- Passage shown -
Generally, there are two reasons people criticize the multiplier method. One criticism is focused on the argument of arbitrary multipliers, meaning that due to the fact that different attorneys use different multipliers, the results are often inconsistent. For example, one attorney may triple the special damages, while another might apply a multiplier of six, opening up a wide gap of variance between the two estimated sums. Additionally, the multiplier method can produce misleading results. For example, a drummer who injures their wrists in a car accident might have lower medical bills than an administrative assistant with a wrist injury that requires expensive surgery. However, the administrative assistant would likely be able to return to work after recovering from the surgery, while the drummer may suffer from severe emotional and psychological distress because they can no longer make a living playing music.
By simply looking at the cost of medical bills, the multiplier method can fail to account for more long-term costs and immaterial damage that will affect someone for the rest of their life.
What is the damage formula, and how does it work?
When negotiating a claim, the at-fault party’s insurance adjuster will determine the sum of all medical expenses resulting from the accident, which are known as medical special damages, or special damages. To determine the settlement offer amount for pain and suffering, emotional damages, and permanent disabilities (general damages), the adjuster will multiply the amount of special damages by roughly one and a half to three in situations where the injuries are minor. When the injuries are more severe and painful, the adjuster will multiply the amount by five or more in addition to lost income. In most settlements, that total becomes the starting point for negotiations.
Once the starting point for negotiations is established, additional facts about the accident and the injuries it caused will be revealed that will change the settlement amount. Since the multiplier can range from one and a half to five, there is a wide value range that can result from the damage formula.
How accurate are car accident settlement calculators?

- Exercise -
Please carry on the passage about the multiplier method for injury settlements, picking up right after its final line. The rows after this point are not needed for the work.

[Stored data entries]

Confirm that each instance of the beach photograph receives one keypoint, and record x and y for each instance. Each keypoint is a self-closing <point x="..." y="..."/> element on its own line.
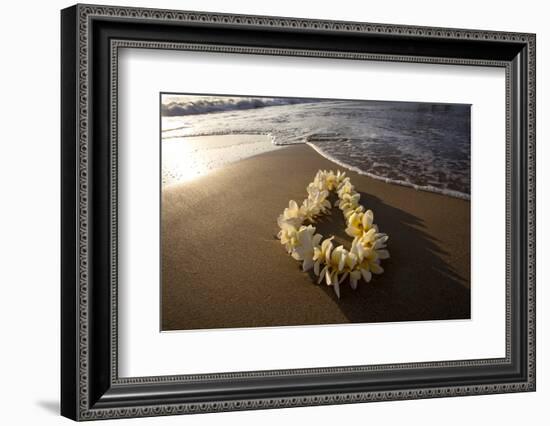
<point x="285" y="211"/>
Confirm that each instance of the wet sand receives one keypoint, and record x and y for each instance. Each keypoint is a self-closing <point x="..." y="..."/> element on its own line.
<point x="222" y="266"/>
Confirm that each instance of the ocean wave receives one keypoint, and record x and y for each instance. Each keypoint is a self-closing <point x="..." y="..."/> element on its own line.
<point x="422" y="146"/>
<point x="429" y="188"/>
<point x="215" y="104"/>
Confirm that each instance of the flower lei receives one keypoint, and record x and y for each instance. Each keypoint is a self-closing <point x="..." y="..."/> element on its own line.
<point x="333" y="265"/>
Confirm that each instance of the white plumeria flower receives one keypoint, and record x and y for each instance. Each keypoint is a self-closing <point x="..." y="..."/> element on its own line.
<point x="331" y="264"/>
<point x="321" y="255"/>
<point x="306" y="243"/>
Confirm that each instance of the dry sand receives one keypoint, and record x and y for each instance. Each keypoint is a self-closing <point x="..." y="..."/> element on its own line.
<point x="222" y="265"/>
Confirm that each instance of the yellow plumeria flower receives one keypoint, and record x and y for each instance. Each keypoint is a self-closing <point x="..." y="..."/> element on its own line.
<point x="359" y="223"/>
<point x="288" y="236"/>
<point x="331" y="264"/>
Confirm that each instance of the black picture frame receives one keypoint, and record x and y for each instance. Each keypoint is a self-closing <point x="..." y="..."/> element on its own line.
<point x="90" y="386"/>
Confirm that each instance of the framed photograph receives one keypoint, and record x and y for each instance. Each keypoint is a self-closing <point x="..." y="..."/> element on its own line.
<point x="263" y="212"/>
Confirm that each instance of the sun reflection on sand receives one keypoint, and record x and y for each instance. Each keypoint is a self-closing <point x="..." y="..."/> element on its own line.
<point x="187" y="158"/>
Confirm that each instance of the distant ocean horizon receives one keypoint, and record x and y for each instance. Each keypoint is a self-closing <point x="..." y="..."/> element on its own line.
<point x="421" y="145"/>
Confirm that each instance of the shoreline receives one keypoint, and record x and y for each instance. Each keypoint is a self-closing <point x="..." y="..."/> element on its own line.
<point x="222" y="266"/>
<point x="269" y="137"/>
<point x="448" y="192"/>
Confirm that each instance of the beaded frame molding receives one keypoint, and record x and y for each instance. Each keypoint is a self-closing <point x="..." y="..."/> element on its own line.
<point x="91" y="38"/>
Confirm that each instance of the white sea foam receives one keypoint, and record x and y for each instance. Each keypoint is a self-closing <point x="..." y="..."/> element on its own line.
<point x="423" y="146"/>
<point x="429" y="188"/>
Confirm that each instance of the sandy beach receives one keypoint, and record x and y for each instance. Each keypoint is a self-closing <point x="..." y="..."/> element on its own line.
<point x="222" y="266"/>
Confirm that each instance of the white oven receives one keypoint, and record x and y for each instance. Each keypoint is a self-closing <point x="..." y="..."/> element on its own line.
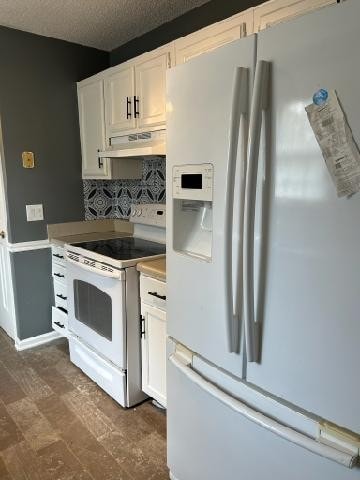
<point x="97" y="309"/>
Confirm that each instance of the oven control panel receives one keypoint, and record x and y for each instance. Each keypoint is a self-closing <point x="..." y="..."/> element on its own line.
<point x="149" y="214"/>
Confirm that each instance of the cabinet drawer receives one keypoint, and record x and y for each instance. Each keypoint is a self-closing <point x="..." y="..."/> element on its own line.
<point x="58" y="255"/>
<point x="59" y="320"/>
<point x="153" y="291"/>
<point x="59" y="273"/>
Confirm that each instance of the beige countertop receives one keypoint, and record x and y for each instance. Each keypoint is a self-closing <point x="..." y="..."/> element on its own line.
<point x="154" y="268"/>
<point x="87" y="237"/>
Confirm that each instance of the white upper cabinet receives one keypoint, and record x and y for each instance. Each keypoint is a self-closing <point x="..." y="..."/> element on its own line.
<point x="135" y="93"/>
<point x="214" y="36"/>
<point x="119" y="100"/>
<point x="92" y="128"/>
<point x="276" y="11"/>
<point x="151" y="90"/>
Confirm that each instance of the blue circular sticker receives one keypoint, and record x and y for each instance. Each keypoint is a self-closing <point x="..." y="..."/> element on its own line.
<point x="320" y="96"/>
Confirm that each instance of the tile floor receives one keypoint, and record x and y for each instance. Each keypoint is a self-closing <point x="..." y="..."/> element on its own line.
<point x="56" y="424"/>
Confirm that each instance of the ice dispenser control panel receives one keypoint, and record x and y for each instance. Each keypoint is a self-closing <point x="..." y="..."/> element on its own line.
<point x="193" y="182"/>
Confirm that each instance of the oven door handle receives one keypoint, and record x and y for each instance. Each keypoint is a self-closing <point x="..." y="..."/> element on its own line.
<point x="103" y="273"/>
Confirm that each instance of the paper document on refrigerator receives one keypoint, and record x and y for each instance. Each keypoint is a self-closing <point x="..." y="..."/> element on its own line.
<point x="337" y="144"/>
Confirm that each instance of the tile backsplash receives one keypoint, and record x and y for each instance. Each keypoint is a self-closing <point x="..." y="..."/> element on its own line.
<point x="112" y="198"/>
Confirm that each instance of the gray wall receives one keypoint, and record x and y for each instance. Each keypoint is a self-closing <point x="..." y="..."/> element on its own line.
<point x="38" y="108"/>
<point x="200" y="17"/>
<point x="33" y="291"/>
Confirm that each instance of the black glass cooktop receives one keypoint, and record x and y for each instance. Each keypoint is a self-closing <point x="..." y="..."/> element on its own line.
<point x="125" y="248"/>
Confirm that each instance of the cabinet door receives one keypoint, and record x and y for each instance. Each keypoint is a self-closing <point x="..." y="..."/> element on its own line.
<point x="92" y="129"/>
<point x="153" y="348"/>
<point x="213" y="37"/>
<point x="151" y="91"/>
<point x="277" y="11"/>
<point x="119" y="101"/>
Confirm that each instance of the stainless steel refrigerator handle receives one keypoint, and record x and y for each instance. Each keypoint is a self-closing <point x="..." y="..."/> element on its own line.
<point x="343" y="458"/>
<point x="258" y="105"/>
<point x="238" y="109"/>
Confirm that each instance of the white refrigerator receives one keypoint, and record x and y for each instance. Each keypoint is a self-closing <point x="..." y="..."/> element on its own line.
<point x="263" y="260"/>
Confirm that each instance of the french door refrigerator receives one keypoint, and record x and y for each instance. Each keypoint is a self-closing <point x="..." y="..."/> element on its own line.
<point x="263" y="260"/>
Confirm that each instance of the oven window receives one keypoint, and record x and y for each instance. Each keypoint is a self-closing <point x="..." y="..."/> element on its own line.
<point x="93" y="308"/>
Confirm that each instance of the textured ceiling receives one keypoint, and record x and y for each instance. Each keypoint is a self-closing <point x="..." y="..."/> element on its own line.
<point x="103" y="24"/>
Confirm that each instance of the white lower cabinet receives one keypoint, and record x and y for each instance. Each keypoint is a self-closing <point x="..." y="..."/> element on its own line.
<point x="153" y="344"/>
<point x="59" y="315"/>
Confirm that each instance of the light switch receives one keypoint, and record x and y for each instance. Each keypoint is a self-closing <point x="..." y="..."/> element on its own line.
<point x="28" y="159"/>
<point x="34" y="213"/>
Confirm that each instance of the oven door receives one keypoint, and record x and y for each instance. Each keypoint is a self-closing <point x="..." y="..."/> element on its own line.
<point x="97" y="314"/>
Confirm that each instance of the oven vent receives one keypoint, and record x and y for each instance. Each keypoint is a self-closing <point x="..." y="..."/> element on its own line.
<point x="136" y="145"/>
<point x="139" y="136"/>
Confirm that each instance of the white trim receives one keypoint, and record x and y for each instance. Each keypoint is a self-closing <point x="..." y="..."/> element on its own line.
<point x="35" y="341"/>
<point x="25" y="246"/>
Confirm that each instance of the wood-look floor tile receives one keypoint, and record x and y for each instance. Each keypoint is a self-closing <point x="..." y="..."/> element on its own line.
<point x="10" y="390"/>
<point x="29" y="381"/>
<point x="80" y="441"/>
<point x="100" y="463"/>
<point x="59" y="425"/>
<point x="34" y="426"/>
<point x="61" y="464"/>
<point x="93" y="419"/>
<point x="4" y="474"/>
<point x="153" y="416"/>
<point x="143" y="460"/>
<point x="10" y="434"/>
<point x="22" y="463"/>
<point x="55" y="380"/>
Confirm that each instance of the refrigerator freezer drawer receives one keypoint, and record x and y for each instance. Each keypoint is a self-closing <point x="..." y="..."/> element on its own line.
<point x="209" y="439"/>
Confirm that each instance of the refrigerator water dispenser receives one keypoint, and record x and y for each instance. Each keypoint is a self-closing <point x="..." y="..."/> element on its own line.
<point x="193" y="213"/>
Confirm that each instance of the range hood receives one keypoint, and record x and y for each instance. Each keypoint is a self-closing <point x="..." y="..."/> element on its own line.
<point x="136" y="145"/>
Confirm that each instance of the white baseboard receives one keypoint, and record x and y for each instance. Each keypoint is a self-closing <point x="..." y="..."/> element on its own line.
<point x="35" y="341"/>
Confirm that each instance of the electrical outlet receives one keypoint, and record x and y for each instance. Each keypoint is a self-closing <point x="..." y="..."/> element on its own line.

- Result -
As discussed above, any method used to calculate a settlement amount is imprecise because it requires far more information to determine an accurate estimate than car accident settlement calculators are capable of collecting. In addition, similar to criticisms about the arbitrary nature of the multiplier method, there is some distrust regarding car accident settlement calculators due to there being no common system in place to ensure that the amount estimated by one calculator will be anywhere close to the amount generated by a different one.
Ultimately, the accuracy of a car accident settlement calculator depends upon the information it allows you to provide, the information the calculator uses to estimate different kinds of damage, and its relative ability, or lack thereof, to take into account the many particulars associated with your case. So while it is not wise to take the amount generated by a calculator as a reliable source, they do help give you a ballpark figure from which you can narrow down to find a more accurate estimate.
What is the per diem method?
Another method some personal injury attorneys and insurers use to calculate pain and suffering damages is the per diem, or daily rate, method. Simply put, the per diem method involves generating a monetary amount that you receive every day or week that you suffer from your injuries after an accident.
Why hire a lawyer to determine what a car accident is worth?
As we covered in our section on the benefits of hiring a personal injury lawyer, such attorneys are specifically trained to calculate the maximum value of your claim using their professional experience and knowledge. Simply put, when hiring a car accident attorney, you are taking a great deal of the guesswork out of figuring out how much your claim is worth.